**What you need to do:** Return every line of the listing below without any change, leaving out the pictures.

[START]

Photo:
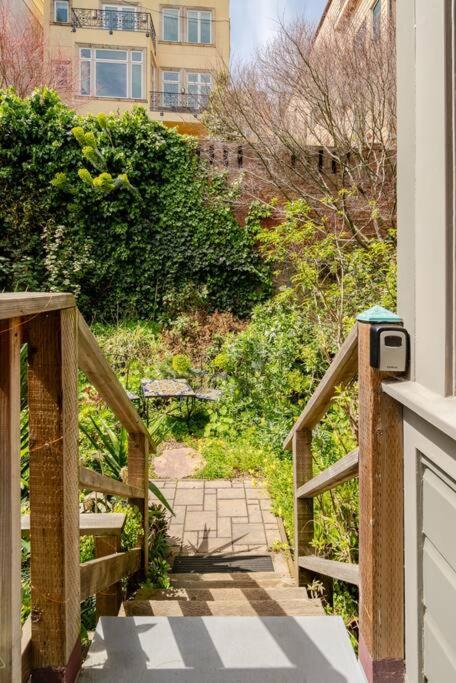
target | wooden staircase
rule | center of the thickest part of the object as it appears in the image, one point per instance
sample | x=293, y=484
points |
x=264, y=594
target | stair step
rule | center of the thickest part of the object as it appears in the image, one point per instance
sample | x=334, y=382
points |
x=217, y=650
x=225, y=581
x=205, y=594
x=222, y=608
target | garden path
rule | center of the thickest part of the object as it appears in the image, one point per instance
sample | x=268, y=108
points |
x=221, y=516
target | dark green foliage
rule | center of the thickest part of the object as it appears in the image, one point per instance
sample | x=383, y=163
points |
x=121, y=212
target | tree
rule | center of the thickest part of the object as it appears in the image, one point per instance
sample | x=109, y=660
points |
x=317, y=121
x=24, y=62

[END]

**Solution:**
Photo:
target | wooden staircase
rule | center of the thickest part of the object as it appears in the image, one point per instance
sample | x=293, y=484
points |
x=264, y=594
target | stair step
rule | center of the thickest part of the object as it appears in the image, one point per instance
sample | x=334, y=382
points |
x=217, y=650
x=225, y=581
x=205, y=594
x=222, y=608
target | garden path
rule | center of the thickest part of the object as it appears in the image, one point per instance
sample | x=268, y=108
points |
x=221, y=516
target | dark green foliage
rule | center of the thickest part of the object as it appears in the image, one point per instance
sample | x=383, y=163
points |
x=121, y=212
target | tree
rule | center of the thickest part of the object as it appears in the image, one point per instance
sample | x=109, y=660
points |
x=317, y=121
x=24, y=62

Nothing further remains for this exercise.